**SHORT EXERCISE:** Render the lines of the data below as a numbered list, from the line with "Exercise. Mark every instance of the player" up to and including the line with "[(484, 63)]", omitting any blank lines.

**Excerpts from point annotation data:**
[BEGIN]

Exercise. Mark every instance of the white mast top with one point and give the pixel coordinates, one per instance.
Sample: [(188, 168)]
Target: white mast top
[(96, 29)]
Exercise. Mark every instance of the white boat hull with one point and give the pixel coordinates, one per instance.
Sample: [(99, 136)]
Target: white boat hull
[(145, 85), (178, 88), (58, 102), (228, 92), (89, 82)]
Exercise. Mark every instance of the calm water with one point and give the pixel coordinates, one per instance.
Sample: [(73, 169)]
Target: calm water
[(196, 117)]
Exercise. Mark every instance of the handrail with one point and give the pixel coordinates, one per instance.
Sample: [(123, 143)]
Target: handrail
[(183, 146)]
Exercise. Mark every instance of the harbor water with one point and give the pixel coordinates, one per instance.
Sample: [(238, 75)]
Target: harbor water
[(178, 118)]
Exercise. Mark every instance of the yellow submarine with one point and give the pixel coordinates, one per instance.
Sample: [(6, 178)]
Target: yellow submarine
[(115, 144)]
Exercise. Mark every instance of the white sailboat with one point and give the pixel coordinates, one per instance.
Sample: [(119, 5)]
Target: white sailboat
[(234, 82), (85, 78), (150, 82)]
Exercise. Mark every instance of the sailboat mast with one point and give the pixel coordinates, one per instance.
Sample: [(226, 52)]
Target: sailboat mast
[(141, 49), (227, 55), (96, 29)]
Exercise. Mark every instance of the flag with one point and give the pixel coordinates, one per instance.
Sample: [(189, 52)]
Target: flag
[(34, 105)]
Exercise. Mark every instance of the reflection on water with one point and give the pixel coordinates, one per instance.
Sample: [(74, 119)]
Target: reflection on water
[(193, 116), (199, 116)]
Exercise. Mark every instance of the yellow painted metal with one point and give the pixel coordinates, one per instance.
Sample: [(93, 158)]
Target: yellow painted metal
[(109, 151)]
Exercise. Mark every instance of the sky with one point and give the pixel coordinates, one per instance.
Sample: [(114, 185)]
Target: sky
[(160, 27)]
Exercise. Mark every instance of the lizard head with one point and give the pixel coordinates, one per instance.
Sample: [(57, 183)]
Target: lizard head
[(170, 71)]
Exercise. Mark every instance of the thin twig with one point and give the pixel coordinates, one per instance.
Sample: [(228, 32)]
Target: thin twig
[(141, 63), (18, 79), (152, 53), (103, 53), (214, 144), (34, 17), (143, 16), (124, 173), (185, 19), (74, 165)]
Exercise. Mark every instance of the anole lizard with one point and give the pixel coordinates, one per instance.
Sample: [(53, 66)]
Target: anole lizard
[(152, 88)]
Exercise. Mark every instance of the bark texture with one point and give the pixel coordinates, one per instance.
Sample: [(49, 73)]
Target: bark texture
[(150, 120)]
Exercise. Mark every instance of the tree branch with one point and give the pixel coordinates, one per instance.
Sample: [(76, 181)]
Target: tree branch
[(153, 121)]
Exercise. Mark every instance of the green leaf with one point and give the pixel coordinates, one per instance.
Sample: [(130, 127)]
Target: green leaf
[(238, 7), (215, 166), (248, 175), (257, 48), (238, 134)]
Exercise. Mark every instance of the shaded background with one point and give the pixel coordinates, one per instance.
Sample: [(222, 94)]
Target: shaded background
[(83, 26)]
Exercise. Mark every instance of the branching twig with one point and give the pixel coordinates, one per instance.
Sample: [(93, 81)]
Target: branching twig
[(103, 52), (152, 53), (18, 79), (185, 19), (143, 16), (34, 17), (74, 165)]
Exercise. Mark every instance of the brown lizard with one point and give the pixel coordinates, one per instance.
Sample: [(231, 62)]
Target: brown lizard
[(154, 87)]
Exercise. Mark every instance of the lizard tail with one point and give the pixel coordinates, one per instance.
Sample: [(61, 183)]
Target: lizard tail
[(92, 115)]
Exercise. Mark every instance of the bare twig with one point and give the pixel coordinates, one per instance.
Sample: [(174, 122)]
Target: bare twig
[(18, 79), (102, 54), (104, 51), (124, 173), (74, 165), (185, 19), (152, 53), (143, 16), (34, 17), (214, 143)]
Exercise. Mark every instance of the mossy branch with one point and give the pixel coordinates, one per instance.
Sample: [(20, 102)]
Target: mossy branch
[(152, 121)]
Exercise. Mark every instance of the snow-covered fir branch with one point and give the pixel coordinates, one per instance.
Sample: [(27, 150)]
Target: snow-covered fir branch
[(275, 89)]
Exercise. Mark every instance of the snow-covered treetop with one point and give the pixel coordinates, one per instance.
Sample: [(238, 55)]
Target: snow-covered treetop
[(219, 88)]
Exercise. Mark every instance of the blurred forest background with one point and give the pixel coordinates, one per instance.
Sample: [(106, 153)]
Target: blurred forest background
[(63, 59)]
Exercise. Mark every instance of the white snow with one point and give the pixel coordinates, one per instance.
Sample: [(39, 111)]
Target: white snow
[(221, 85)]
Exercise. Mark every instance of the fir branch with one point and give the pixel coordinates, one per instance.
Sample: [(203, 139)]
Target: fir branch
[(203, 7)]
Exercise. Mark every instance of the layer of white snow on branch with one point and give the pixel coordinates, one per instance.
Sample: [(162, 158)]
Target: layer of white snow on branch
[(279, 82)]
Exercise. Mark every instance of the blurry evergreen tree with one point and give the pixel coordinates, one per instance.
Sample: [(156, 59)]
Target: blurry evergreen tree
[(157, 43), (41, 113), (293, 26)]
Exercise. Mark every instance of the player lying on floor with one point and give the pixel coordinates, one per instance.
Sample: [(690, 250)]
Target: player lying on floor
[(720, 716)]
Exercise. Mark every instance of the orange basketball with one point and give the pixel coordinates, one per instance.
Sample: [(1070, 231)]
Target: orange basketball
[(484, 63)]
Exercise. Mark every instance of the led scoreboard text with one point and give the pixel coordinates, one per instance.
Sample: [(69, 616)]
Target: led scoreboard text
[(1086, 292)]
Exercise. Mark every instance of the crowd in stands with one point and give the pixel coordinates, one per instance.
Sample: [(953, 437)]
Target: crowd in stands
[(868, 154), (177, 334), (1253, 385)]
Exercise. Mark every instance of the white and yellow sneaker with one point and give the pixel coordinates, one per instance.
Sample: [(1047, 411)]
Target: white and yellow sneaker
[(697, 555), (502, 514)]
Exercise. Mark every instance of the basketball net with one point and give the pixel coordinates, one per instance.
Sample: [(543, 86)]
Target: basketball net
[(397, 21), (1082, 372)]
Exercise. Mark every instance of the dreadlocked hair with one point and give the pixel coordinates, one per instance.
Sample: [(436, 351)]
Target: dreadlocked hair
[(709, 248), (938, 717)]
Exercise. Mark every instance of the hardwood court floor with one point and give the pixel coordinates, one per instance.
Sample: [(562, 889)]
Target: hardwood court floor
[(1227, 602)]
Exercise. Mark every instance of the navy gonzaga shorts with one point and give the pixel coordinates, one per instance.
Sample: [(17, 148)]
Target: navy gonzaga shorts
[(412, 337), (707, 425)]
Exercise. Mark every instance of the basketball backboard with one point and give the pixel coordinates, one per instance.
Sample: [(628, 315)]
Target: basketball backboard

[END]
[BEGIN]

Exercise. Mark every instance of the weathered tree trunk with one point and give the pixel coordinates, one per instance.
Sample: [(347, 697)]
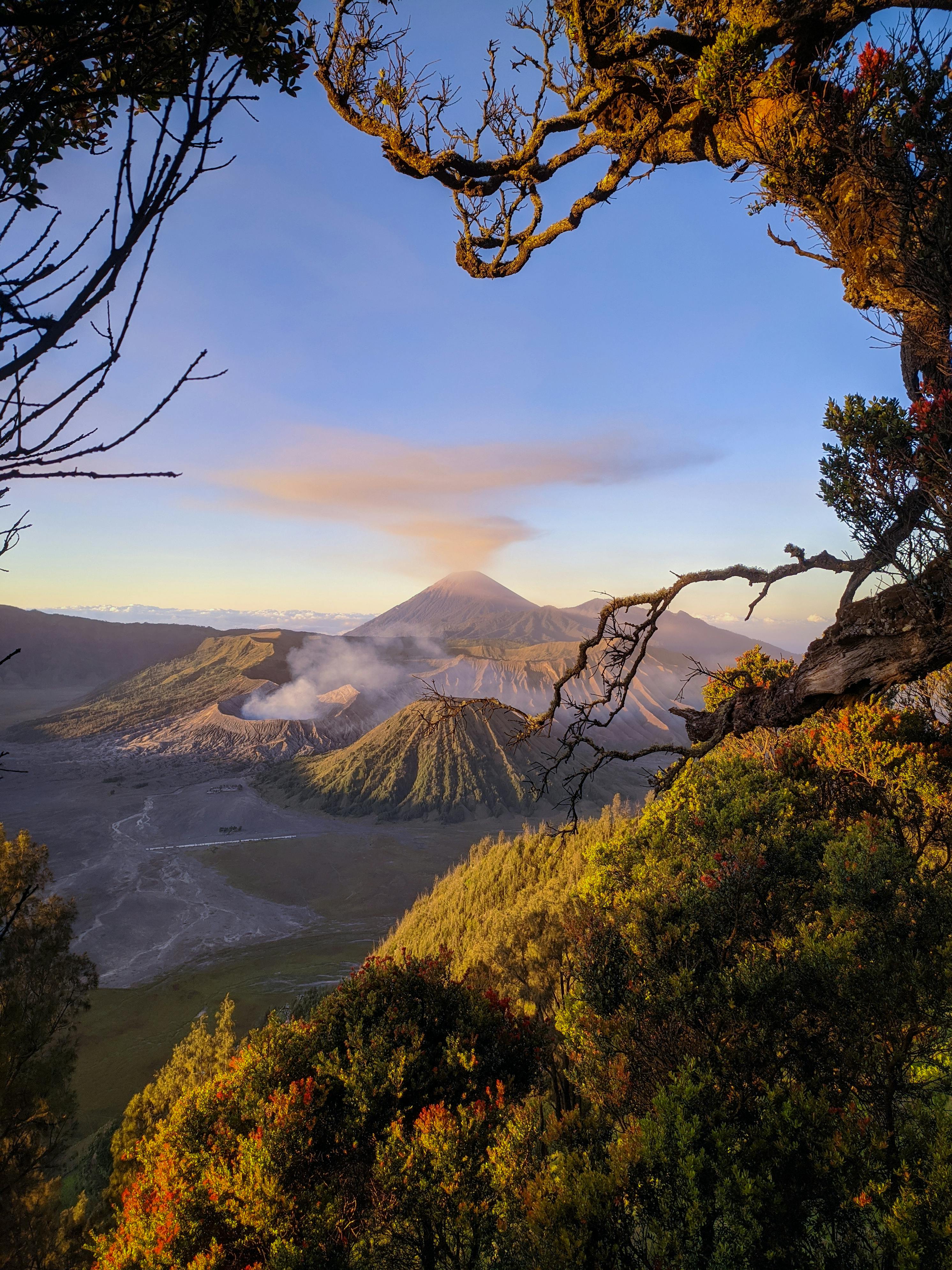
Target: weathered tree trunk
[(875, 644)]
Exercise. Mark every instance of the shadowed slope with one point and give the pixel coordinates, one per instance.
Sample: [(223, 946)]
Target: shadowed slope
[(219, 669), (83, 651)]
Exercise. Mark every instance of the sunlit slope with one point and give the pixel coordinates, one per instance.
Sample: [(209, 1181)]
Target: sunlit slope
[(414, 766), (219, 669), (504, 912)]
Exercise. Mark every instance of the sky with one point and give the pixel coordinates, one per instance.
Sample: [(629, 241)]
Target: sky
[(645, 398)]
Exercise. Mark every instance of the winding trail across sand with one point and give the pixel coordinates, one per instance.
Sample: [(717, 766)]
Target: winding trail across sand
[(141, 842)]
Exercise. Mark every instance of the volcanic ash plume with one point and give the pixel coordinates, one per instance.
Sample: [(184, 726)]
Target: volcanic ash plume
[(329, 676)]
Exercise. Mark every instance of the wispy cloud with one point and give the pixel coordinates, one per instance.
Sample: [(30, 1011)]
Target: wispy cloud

[END]
[BEGIN]

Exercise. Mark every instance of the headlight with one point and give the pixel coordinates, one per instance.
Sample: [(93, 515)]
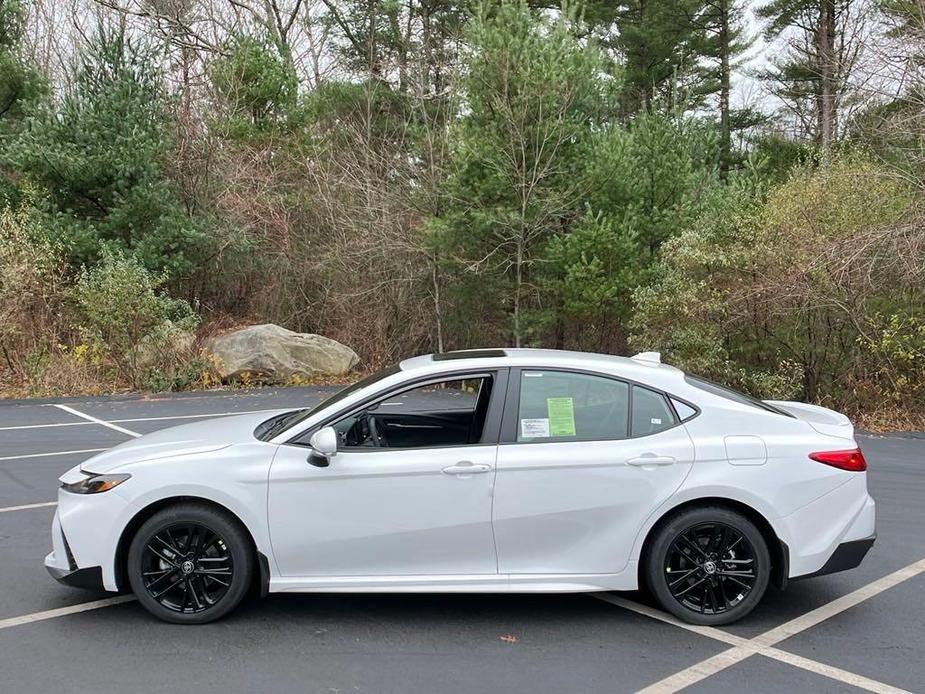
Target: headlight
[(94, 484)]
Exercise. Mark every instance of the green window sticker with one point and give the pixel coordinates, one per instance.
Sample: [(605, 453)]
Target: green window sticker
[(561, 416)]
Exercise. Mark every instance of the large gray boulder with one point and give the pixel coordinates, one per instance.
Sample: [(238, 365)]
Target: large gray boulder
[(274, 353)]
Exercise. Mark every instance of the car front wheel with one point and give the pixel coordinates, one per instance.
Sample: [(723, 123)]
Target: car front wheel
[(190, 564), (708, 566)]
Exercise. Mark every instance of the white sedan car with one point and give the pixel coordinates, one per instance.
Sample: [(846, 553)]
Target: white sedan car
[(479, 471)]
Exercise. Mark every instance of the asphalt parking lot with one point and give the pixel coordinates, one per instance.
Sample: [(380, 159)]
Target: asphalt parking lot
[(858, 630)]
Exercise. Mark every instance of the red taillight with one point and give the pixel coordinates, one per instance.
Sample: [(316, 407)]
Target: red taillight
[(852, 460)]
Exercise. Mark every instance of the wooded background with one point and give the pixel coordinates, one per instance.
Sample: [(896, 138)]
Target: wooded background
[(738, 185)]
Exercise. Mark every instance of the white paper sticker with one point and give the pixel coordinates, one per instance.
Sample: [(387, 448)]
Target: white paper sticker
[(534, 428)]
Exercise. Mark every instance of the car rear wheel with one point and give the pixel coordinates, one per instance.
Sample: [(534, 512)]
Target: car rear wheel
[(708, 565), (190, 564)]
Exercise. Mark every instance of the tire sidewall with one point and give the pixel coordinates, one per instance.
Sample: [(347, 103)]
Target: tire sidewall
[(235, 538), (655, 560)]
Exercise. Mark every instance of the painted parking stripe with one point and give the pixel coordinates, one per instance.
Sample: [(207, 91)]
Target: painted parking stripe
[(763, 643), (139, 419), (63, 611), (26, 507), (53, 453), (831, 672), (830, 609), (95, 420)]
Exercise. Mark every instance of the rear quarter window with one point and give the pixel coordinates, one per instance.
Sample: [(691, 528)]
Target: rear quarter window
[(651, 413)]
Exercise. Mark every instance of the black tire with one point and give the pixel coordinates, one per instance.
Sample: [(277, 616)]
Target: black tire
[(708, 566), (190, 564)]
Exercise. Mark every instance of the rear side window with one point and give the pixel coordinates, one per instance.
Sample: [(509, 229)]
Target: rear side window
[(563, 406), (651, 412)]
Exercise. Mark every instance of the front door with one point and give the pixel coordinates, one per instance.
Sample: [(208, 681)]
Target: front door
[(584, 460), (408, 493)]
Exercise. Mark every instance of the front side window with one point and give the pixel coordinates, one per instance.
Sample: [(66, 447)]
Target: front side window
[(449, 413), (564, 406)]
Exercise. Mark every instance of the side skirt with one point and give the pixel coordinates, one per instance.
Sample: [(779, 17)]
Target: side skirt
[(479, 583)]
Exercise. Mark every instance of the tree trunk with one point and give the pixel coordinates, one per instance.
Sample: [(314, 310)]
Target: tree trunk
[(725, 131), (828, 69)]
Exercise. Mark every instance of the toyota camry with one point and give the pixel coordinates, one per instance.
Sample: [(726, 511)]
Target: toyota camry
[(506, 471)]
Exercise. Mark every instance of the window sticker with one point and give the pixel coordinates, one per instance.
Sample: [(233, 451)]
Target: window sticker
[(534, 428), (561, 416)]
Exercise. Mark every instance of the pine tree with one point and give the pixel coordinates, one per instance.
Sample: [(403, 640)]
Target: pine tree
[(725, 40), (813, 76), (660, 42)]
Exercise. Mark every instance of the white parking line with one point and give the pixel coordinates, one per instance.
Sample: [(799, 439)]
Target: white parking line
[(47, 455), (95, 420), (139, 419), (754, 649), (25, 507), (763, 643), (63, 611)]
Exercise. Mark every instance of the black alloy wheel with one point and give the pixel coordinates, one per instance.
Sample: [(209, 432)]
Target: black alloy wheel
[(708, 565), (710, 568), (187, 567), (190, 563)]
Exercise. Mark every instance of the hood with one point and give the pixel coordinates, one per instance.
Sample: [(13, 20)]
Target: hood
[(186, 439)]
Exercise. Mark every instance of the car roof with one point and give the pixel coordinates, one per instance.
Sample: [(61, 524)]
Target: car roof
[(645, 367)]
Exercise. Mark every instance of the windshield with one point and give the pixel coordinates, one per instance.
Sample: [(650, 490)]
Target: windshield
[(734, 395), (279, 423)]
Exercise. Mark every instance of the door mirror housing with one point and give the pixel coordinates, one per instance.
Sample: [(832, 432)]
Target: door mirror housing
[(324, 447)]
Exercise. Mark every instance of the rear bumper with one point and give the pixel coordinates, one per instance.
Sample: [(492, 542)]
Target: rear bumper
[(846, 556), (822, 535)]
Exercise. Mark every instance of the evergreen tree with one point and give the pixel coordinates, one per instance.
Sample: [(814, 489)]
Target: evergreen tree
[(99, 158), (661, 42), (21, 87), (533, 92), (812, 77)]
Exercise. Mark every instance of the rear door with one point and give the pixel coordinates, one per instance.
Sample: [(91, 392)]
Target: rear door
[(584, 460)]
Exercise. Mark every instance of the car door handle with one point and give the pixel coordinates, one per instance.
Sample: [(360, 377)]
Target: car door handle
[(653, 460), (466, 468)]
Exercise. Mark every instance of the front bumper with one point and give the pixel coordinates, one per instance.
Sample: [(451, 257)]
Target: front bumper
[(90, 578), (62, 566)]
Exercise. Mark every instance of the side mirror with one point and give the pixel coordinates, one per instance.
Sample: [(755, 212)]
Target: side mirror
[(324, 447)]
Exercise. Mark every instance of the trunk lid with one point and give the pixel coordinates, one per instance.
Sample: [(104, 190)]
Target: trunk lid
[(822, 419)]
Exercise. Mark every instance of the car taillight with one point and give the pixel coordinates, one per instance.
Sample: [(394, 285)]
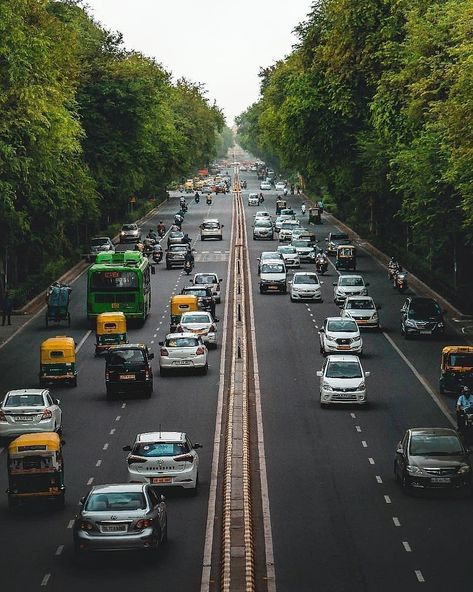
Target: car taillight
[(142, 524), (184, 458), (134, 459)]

[END]

**RESULT OF THIS EXERCISE:**
1. Exercise. Mark every instance of the player lying on floor with one point and give the pixel coordinates, one per instance.
2. Sample: [(690, 250)]
3. Target: player lying on floor
4. [(720, 716)]
5. Exercise. Mark every instance of the orange basketball with one point and give the pixel coordinates, one per instance.
6. Sample: [(1070, 231)]
7. Target: orange basketball
8. [(484, 63)]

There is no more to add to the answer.